SOURCE EXTRACT

-- begin --

Faria Rehman January 29, 2019

API Transformer Recipes

This blog is the third part of the series called “API Transformer Recipes”. The series aims to highlight numerous ways in which developers can integrate API Transformer into their workflow in order to gain access to a wide range of tools and frameworks. Hopefully, it will help eliminate any assumptions that they have about being restricted to a particular set of tools just because they use a certain API specification format. 

So your organization decided to use IBM API Connect as their API Management platform. You realize it accepts only OpenAPI or WSDL files while you’ve already spent a long time designing the APIs in API Blueprint (or RAML or any other format for that matter). What can you do? This blog provides a step-by-step guide for importing API description files into IBM API Connect without being limited to only OpenAPI or WSDL files.

What is IBM API Connect?

IBM API Connect

In case you have never heard of IBM API Connect, it is essentially an API management platform providing great many tools for managing complete API lifecycles. It allows you to create, test, share, monitor and secure your APIs all in one place.

Importing an API into IBM API Connect


  1. You must have an account on IBM Cloud.
  2. API Connect service instance must be up and running. If you are new to API Connect, you can create an instance here after providing required details like service name, region, organization, etc.

-- end --

GIVEN INFORMATION
-- begin --

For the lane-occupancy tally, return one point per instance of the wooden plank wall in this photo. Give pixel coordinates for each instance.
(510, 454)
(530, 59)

-- end --

BRIEF
From the IBM API Connect post, list every action the platform is said to let you perform on your APIs all in one place. The lines above come from a different source than the text.

RESULT
- Create
- Test
- Share
- Monitor
- Secure